━━ Data extract ━━

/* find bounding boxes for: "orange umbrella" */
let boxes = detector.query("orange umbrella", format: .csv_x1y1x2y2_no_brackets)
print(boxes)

━━━
━━ Data extract ━━

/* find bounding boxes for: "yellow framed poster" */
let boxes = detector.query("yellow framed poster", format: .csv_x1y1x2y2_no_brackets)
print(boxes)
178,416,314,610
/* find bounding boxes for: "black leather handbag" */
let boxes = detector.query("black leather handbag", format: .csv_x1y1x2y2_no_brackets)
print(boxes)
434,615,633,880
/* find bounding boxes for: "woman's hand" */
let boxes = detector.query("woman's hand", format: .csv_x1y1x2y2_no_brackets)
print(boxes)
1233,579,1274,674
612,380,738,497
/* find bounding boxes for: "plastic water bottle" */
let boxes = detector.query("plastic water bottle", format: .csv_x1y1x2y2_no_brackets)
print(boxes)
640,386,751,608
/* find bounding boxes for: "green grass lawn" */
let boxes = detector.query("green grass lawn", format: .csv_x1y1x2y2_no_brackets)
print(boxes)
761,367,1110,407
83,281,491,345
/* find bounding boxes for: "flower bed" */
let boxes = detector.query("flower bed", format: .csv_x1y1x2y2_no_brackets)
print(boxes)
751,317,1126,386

━━━

▸ **Exercise directions**
Pick out and copy each line of the listing above that contains the word "black".

▸ **Answer in full**
/* find bounding boxes for: "black leather handbag" */
let boxes = detector.query("black leather handbag", format: .csv_x1y1x2y2_no_brackets)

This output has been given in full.